## WAT WORDT GEVRAAGD
Citeer uit de tekst over ongelijkheid en risico woordelijk de passage van "Als je economische" tot en met "de onderkant trekken.".

## BRON
Ongelijkheid en Risico
Augustus 2005
(Deze essay is afgeleid van een lezing op Defcon 2005.)
Stel je voor dat je economische ongelijkheid wilde elimineren. Er zijn twee manieren om dat te doen: geld geven aan de armen, of het afnemen van de rijken. Maar het komt op hetzelfde neer, want als je geld aan de armen wilt geven, moet je het ergens vandaan halen. Je kunt het niet van de armen halen, anders eindigen ze weer waar ze begonnen. Je moet het van de rijken halen.
Er is natuurlijk een manier om de armen rijker te maken zonder simpelweg geld van de rijken te verschuiven. Je zou de armen kunnen helpen productiever te worden — bijvoorbeeld door de toegang tot onderwijs te verbeteren. In plaats van geld af te nemen van ingenieurs en het te geven aan kassamedewerkers, zou je mensen die kassamedewerkers zouden worden, in staat kunnen stellen ingenieurs te worden.
Dit is een uitstekende strategie om de armen rijker te maken. Maar het bewijs van de afgelopen 200 jaar toont aan dat het economische ongelijkheid niet vermindert, omdat het ook de rijken rijker maakt. Als er meer ingenieurs zijn, zijn er meer mogelijkheden om ze in te huren en aan hen dingen te verkopen. Henry Ford had geen fortuin kunnen verdienen met het bouwen van auto's in een samenleving waarin de meeste mensen nog zelfvoorzienende boeren waren; hij zou noch werknemers noch klanten hebben gehad.
Als je economische ongelijkheid wilt verminderen in plaats van alleen de algemene levensstandaard te verbeteren, is het niet genoeg om de armen omhoog te helpen. Wat als een van je nieuwbakken ingenieurs ambitieus wordt en uitgroeit tot een nieuwe Bill Gates? Economische ongelijkheid zal net zo erg zijn als altijd. Als je de kloof tussen rijk en arm daadwerkelijk wilt verkleinen, moet je zowel aan de top duwen als aan de onderkant trekken.
Hoe duw je aan de top? Je zou kunnen proberen de productiviteit van de mensen die het meeste geld verdienen te verminderen: laat de beste chirurgen met hun linkerhand opereren, dwing populaire acteurs om te veel te eten, enzovoort. Maar deze aanpak is moeilijk te implementeren. De enige praktische oplossing is om mensen het beste werk te laten doen dat ze kunnen, en dan (hetzij door belastingen, hetzij door te beperken wat ze kunnen vragen) alles te confisqueren wat je als surplus beschouwt.
Dus laten we duidelijk zijn wat het verminderen van economische ongelijkheid betekent. Het is identiek aan het afnemen van geld van de rijken.

[Annotaties van objectcontouren]
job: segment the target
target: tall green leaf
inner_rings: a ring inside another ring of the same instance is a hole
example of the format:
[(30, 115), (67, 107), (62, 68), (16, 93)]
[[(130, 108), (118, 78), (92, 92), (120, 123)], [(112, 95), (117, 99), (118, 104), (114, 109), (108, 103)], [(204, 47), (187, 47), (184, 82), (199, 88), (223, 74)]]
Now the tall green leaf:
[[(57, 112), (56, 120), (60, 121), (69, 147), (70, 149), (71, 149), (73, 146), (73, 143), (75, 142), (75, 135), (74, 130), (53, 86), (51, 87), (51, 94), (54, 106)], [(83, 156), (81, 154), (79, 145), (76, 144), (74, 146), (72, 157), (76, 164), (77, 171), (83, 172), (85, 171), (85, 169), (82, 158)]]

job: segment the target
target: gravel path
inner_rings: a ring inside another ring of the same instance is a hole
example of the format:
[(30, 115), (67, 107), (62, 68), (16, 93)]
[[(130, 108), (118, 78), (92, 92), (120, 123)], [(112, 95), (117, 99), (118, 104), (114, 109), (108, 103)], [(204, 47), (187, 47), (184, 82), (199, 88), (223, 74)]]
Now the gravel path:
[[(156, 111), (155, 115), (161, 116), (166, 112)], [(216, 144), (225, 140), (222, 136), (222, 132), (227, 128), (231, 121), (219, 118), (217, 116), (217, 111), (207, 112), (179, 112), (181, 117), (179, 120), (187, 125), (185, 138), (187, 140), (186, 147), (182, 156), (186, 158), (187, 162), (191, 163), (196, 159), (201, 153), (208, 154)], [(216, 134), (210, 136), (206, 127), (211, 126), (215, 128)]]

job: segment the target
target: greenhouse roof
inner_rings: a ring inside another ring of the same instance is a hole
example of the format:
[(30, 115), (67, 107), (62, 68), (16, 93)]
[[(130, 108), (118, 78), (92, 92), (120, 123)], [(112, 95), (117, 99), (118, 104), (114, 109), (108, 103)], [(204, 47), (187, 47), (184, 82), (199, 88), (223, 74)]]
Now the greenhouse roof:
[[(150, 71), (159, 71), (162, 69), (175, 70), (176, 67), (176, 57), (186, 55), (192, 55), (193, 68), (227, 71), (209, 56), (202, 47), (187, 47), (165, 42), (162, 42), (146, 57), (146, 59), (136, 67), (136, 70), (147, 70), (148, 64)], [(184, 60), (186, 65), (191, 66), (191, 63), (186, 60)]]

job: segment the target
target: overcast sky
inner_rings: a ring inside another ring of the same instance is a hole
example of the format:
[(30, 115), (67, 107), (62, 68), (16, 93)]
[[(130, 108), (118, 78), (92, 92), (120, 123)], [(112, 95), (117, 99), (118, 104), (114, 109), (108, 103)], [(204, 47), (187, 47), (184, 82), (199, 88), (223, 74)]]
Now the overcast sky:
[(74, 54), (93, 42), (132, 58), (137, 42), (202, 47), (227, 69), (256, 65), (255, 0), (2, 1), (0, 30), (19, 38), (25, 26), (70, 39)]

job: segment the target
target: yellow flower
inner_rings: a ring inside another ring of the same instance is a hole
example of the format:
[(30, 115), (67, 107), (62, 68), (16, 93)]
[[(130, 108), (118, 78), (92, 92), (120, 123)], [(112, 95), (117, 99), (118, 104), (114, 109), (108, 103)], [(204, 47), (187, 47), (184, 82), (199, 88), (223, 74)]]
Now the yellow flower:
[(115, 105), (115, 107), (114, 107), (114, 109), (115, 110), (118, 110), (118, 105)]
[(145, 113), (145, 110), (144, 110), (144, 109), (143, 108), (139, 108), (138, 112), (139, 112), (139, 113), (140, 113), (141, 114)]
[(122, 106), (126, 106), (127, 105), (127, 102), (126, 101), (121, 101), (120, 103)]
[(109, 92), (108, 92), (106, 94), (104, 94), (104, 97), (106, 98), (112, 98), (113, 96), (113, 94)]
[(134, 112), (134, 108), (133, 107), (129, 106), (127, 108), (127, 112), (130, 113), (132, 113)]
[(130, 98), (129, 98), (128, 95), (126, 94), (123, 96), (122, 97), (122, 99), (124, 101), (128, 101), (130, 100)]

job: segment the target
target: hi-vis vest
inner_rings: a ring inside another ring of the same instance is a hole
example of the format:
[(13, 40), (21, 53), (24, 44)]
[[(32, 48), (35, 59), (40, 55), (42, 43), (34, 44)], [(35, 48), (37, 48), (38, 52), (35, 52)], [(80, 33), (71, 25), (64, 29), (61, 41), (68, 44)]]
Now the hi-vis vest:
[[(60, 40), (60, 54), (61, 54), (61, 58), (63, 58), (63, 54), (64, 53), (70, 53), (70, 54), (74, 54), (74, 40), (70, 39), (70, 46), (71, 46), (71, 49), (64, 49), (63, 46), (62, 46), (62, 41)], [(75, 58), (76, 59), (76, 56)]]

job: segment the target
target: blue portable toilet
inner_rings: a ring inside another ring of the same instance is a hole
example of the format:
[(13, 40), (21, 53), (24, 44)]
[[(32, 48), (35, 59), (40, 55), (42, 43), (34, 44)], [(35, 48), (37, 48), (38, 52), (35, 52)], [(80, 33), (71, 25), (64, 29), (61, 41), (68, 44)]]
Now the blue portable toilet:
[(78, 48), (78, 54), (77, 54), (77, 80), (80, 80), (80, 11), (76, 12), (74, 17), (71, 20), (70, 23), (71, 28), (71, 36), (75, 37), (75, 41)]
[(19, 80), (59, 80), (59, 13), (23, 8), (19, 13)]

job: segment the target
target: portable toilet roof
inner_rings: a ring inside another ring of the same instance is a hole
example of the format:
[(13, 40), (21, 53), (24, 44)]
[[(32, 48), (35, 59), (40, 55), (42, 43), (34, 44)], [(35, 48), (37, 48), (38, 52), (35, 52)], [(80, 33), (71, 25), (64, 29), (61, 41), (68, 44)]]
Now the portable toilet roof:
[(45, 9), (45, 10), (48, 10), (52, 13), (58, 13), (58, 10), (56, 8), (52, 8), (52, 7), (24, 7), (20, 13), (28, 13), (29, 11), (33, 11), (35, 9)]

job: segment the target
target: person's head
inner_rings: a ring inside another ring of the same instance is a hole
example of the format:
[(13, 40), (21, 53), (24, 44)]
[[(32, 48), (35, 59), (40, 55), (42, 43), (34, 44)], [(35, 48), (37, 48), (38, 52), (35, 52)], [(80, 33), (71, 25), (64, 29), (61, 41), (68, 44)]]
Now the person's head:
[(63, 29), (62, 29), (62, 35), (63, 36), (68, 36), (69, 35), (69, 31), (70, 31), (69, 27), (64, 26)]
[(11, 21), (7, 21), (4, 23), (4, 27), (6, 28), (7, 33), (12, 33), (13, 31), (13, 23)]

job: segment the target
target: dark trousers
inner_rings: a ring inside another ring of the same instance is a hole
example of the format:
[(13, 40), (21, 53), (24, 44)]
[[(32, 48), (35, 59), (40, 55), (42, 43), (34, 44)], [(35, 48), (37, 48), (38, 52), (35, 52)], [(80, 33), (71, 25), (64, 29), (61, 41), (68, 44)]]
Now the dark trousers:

## ANTWOORD OP OPDRACHT
Als je economische ongelijkheid wilt verminderen in plaats van alleen de algemene levensstandaard te verbeteren, is het niet genoeg om de armen omhoog te helpen. Wat als een van je nieuwbakken ingenieurs ambitieus wordt en uitgroeit tot een nieuwe Bill Gates? Economische ongelijkheid zal net zo erg zijn als altijd. Als je de kloof tussen rijk en arm daadwerkelijk wilt verkleinen, moet je zowel aan de top duwen als aan de onderkant trekken.